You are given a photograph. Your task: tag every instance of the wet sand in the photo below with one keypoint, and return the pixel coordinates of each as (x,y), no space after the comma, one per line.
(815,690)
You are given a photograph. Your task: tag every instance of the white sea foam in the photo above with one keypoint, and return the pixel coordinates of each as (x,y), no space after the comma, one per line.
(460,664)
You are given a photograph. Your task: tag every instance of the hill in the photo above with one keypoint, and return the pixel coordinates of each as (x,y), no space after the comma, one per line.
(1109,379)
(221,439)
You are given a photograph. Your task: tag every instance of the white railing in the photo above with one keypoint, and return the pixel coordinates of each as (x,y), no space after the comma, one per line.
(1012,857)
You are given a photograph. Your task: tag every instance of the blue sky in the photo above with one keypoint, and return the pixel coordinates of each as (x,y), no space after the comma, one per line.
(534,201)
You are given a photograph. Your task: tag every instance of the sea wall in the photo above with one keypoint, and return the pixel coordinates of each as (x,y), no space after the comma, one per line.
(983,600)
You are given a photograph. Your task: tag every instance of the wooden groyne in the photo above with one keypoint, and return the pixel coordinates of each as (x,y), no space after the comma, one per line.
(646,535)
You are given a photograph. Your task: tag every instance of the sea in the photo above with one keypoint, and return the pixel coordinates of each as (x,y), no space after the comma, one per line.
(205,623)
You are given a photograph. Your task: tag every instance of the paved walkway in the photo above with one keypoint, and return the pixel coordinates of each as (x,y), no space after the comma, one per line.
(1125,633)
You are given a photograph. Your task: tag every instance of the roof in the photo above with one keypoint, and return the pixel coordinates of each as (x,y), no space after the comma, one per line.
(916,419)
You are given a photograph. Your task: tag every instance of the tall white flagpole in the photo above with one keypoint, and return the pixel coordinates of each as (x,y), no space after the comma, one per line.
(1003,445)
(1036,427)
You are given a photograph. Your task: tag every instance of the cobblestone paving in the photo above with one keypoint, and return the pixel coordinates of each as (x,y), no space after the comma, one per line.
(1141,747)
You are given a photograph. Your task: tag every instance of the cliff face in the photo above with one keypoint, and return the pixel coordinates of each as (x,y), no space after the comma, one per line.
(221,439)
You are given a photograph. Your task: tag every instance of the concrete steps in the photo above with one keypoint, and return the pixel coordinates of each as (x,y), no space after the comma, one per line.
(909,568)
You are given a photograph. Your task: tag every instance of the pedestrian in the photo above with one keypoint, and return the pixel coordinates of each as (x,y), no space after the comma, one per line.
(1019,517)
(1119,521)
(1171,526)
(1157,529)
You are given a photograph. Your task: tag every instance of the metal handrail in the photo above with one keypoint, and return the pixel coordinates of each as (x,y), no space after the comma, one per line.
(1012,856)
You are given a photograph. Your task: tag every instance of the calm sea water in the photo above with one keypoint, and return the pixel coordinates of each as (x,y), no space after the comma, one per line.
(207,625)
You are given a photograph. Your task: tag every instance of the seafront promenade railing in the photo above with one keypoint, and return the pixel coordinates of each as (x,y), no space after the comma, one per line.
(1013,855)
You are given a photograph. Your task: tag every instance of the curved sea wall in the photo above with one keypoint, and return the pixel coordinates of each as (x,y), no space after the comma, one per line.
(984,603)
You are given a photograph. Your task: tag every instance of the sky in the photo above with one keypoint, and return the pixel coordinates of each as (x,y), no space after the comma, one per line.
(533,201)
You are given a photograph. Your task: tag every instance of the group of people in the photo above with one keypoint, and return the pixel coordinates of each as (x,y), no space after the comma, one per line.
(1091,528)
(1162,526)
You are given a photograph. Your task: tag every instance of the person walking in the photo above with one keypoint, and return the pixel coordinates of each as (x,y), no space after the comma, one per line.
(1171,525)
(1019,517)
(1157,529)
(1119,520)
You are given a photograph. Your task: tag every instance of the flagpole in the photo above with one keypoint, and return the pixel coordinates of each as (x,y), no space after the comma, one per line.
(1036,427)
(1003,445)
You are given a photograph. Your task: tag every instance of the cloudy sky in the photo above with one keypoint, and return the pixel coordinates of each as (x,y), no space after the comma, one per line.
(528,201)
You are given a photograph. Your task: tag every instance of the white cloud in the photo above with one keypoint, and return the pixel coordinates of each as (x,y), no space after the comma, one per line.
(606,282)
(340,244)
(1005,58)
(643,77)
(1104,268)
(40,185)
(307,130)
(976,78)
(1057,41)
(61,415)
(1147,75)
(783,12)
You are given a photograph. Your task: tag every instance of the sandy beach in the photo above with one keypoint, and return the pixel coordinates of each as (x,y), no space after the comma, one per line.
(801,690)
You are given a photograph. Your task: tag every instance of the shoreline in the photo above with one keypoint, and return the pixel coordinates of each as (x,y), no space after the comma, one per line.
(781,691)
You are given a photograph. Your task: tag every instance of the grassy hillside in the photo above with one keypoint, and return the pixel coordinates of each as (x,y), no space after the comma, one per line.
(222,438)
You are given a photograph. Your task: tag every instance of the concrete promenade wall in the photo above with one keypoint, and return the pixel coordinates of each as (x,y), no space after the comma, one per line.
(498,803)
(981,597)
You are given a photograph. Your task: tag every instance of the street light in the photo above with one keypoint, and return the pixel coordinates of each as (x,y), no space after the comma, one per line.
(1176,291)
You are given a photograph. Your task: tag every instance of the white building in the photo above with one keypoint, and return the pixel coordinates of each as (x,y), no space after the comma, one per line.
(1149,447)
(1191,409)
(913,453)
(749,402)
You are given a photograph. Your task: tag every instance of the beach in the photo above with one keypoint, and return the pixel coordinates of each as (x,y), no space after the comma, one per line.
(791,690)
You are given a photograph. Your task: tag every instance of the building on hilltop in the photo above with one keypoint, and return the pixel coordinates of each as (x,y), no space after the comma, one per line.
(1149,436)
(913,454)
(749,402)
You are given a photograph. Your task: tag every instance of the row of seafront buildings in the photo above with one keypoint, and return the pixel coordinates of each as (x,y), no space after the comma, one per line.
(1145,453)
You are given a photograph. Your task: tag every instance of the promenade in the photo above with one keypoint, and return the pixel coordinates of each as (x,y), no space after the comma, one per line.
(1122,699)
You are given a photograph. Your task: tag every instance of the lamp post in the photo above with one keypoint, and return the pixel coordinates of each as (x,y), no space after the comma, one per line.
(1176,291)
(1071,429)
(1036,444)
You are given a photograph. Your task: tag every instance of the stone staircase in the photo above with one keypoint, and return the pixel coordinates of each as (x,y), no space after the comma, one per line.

• **Assignment**
Repeat the listing above exactly. Add nothing.

• **Answer area**
You are given a photograph. Your task: tag every instance of the wet sand in the photo below with one keypoint, and return the pixel coordinates of each as (x,y), no space after the comma, one per line.
(815,690)
You are given a photograph. Your task: tag every instance of the white sea foam in the photo above with one keypoint, and return the pixel coordinates of each as (x,y), no space after the comma, one per line.
(460,664)
You are given a photograph. Your task: tag every instance of the hill in the photo above with one keypoint, and return the pixel coordinates of each as (x,y), no space after the comma, one per line.
(1109,379)
(221,439)
You are given a photograph. Your task: tag every instance of the white railing in the photo above with one keypoint, and return the pixel coordinates of each as (x,y), no space after the comma, one per line.
(1012,857)
You are given a photograph. Your task: tag every instance of the blue sky in the photo above with one keypoint, and return the pixel coordinates of each as (x,y), no space after the comma, one per line.
(534,201)
You are given a photograph. Your task: tag every instance of the sea wall in the photo above with one keypoint, and return the pixel coordinates of each as (x,y), no space after the comma, one per line.
(983,600)
You are given a photograph. Your task: tag every instance of the wooden groyne in the photo above with one keypoint, and return the pixel coordinates of each as (x,y), no space after the comma, one per line.
(646,535)
You are given a photograph. Your task: tag every instance of the sea in the photo above with one keypoint, and return the pixel coordinates of each as (x,y), no space after the comma, one per line.
(205,623)
You are given a photograph. Your task: tag every instance of the paved walkway in the photo above with one keypoint, and return the pixel coordinates of each as (x,y), no space after the comma, one per line.
(1125,633)
You are given a photograph. Your task: tag every instance of the roof in the photo above with one keypoint, and return the pixel coordinates of each as (x,y), no space after the comma, one per line.
(916,419)
You are given a photograph. Your task: tag every instance of the tall white flagpole in the photo above with one keypoint, and return the pixel coordinates of each as (x,y), no space after the comma, one per line.
(1003,445)
(1036,427)
You are given a photograph. Your task: tag every instance of the cobblestone paving in the photo above with one keypoint, and return the pixel coordinates of each as (x,y), no space after the comma, one per line.
(1141,747)
You are given a photograph. Your task: tag every instance of the cliff face in the photo above with one keypoint, and return the pixel coordinates of each as (x,y), no space after the comma, one per line.
(221,439)
You are given a photograph. Your task: tag every instance of the concrete steps in the photo above with one keypoint, and return the pixel coordinates of each as (x,y), no space after the comma, one per line.
(909,568)
You are given a photograph. Your task: tag every instance of the pedestrian in the photo above with one keypoint, and return the pixel coordinates of each as (x,y), no space after the comma, one per line.
(1019,517)
(1119,521)
(1171,526)
(1157,529)
You are given a photograph. Your task: tag every instance of the metal handrail in the photo above with one keypoint, and return the pixel coordinates of each as (x,y), no space after the comma, one per line.
(1012,856)
You are given a photograph. Your task: tag every instance of the calm sea water in the photo above with one keypoint, and return the pixel coordinates of each as (x,y), no space after the comma, one per line.
(207,625)
You are given a photograph. Your task: tag every instance of the seafront promenade railing in the photo above with one keypoint, and return the pixel coordinates of each as (x,y), no space after the comma, one per line.
(1013,855)
You are given a photograph. Your task: tag every instance of the curved sea wall in the photo above with one keypoint, and return the pixel coordinates of each as (x,y), no space after the comma, one per line.
(984,603)
You are given a photograph. Your task: tag every instance of the sky in the photo above with one keypoint, and return the pixel coordinates of each as (x,y), no space after the comma, one per line.
(533,201)
You are given a photograph. Your task: tag every instance of the group of people in the photo above with one keypoint, and return the pixel coordinates of each as (x,y), no space after the comma, one per line.
(1091,528)
(1162,526)
You are given a photograph. Your task: tag every instance of the person walking in the photo above with one keypoint, and return the pixel coordinates of each as (x,y), no space after the comma, one per line.
(1171,525)
(1019,517)
(1157,529)
(1119,520)
You are given a photograph. Your task: tag every instance of the flagpole in the photo above with one keypoint, and return the pixel coordinates of each as (x,y), no space after the comma, one per line.
(1036,427)
(1003,445)
You are given a photograph. Your task: tag every instance of the cloudy sky in the photo above with one keypoint, and return the pixel coordinates of each as (x,y), no space after the comma, one per line.
(528,201)
You are given a photograph. Your task: tag every instance of the white cloud in the photo above with one keypoint, and return the pixel coordinates of each as (x,y), no space after the comma, one per line.
(606,282)
(340,244)
(1005,58)
(643,77)
(1104,268)
(40,185)
(307,130)
(976,78)
(1057,41)
(61,415)
(1147,75)
(783,12)
You are given a photograph. Your task: tag every instance of the sandy beach in the photo above with one keypoint, and return the pixel coordinates of each as (x,y), no space after the comma, one per line.
(801,690)
You are given a photograph. Your task: tag every instance of the shoreline in the photo above with one keypoint, and return the pixel coordinates of each as (x,y), no space after the comma, one per line.
(781,691)
You are given a photograph. Your task: tag every instance of the grassy hillside in the photo above with one keypoint, and return the pixel coordinates of each as (x,y), no space after the comma, one per line.
(222,438)
You are given a photograph. Your task: tag every instance of the concrete promenade wall in the photo above with one keypoint, and return the pixel coordinates of each as (x,y), no space after the comma, one per line.
(498,803)
(981,597)
You are given a photograph. Your task: tag every instance of the street light in the photo above with one keypoint, and return the pixel coordinates of each as (x,y), no space after the comma, one per line.
(1176,291)
You are given a photograph. Your task: tag every instance of the white building in the photo above with one keypoint, and return the pixel coordinates of each as (x,y), no space after the comma, one per line.
(1149,447)
(1191,409)
(913,453)
(749,402)
You are given a photograph. Your task: tag every instance of the beach in the photo above with one keypoint, and return the pixel coordinates of each as (x,y), no space after the comma, one per line.
(791,690)
You are given a photograph. Your task: tag every instance of the building on hilltop in the photo above with one keypoint, and return the pixel coordinates of each as (x,y), no space after the comma, one per line.
(1149,436)
(913,454)
(749,402)
You are given a photograph. Your task: tag every instance of the row of seafront buildings in the photo above with one keypoint, and return the pixel coordinates of each as (x,y), no space after the comma, one per line.
(1145,453)
You are given a photograph. Your task: tag every instance of the promenade in the photo above with one keypoint, and return the pixel coordinates of each as (x,y), no space after the comma, one per line.
(1122,699)
You are given a photograph. Your task: tag every instance of the lamp post in the photo above with one keypoint, and return the pixel coordinates of each as (x,y), no space after the comma, one per line.
(1176,291)
(1071,429)
(1036,444)
You are given a photograph. Your task: tag every instance of the stone staircase in the photo above with one keypoint, and return the pixel coordinates of each as (x,y), no space after the comma, one per line.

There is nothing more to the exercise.